DATA SECTION:

## start

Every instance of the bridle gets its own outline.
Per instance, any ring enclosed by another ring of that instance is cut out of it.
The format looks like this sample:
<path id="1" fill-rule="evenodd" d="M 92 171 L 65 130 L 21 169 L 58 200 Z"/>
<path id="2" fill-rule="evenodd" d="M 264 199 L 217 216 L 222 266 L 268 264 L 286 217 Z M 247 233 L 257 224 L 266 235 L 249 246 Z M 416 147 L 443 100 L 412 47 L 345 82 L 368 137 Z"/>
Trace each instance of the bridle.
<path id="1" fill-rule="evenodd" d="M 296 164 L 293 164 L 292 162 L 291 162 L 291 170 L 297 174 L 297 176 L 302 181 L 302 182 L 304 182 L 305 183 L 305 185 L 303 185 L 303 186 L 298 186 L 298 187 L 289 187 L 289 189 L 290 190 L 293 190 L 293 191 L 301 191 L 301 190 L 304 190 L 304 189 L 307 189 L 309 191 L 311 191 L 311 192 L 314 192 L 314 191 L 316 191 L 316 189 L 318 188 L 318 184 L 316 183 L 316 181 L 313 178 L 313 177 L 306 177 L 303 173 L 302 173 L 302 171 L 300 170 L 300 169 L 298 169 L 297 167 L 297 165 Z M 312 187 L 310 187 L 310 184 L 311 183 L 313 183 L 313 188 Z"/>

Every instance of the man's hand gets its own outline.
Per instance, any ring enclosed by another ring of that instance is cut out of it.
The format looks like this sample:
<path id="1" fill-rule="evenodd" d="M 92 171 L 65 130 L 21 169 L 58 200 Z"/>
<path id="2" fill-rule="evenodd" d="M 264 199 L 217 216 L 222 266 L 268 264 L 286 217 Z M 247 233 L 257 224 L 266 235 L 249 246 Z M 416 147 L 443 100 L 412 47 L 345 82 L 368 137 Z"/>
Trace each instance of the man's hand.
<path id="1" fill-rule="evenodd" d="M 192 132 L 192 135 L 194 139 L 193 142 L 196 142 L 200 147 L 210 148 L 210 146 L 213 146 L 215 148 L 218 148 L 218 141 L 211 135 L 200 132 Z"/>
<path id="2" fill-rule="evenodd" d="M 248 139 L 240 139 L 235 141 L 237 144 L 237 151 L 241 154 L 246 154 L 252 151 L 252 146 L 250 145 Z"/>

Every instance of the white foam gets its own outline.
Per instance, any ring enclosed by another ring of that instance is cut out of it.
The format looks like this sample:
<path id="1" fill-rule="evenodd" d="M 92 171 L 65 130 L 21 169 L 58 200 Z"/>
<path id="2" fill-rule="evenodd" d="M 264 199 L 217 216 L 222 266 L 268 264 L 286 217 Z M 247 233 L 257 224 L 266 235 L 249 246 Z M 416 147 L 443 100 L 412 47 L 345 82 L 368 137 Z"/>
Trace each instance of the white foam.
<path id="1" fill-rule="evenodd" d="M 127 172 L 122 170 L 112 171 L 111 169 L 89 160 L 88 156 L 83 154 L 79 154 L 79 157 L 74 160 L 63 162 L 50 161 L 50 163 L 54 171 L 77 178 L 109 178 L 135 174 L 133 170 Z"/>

## end

WHAT IS ASKED: Copy out the lines from the line containing "Every instance of the white" to the end of the listing above, without alteration.

EXERCISE SOLUTION:
Every instance of the white foam gets its own outline.
Per instance, any ring enclosed by another ring of that instance is cut out of it.
The format looks like this sample:
<path id="1" fill-rule="evenodd" d="M 92 171 L 65 130 L 21 169 L 58 200 Z"/>
<path id="2" fill-rule="evenodd" d="M 264 199 L 217 216 L 222 266 L 268 264 L 286 217 Z M 247 233 L 257 224 L 266 235 L 249 246 Z M 416 147 L 443 100 L 412 47 L 345 82 L 368 137 Z"/>
Trace each instance of the white foam.
<path id="1" fill-rule="evenodd" d="M 127 172 L 122 170 L 112 171 L 111 169 L 89 160 L 88 156 L 83 154 L 79 154 L 79 157 L 74 160 L 63 162 L 50 161 L 50 163 L 54 171 L 77 178 L 109 178 L 135 174 L 133 170 Z"/>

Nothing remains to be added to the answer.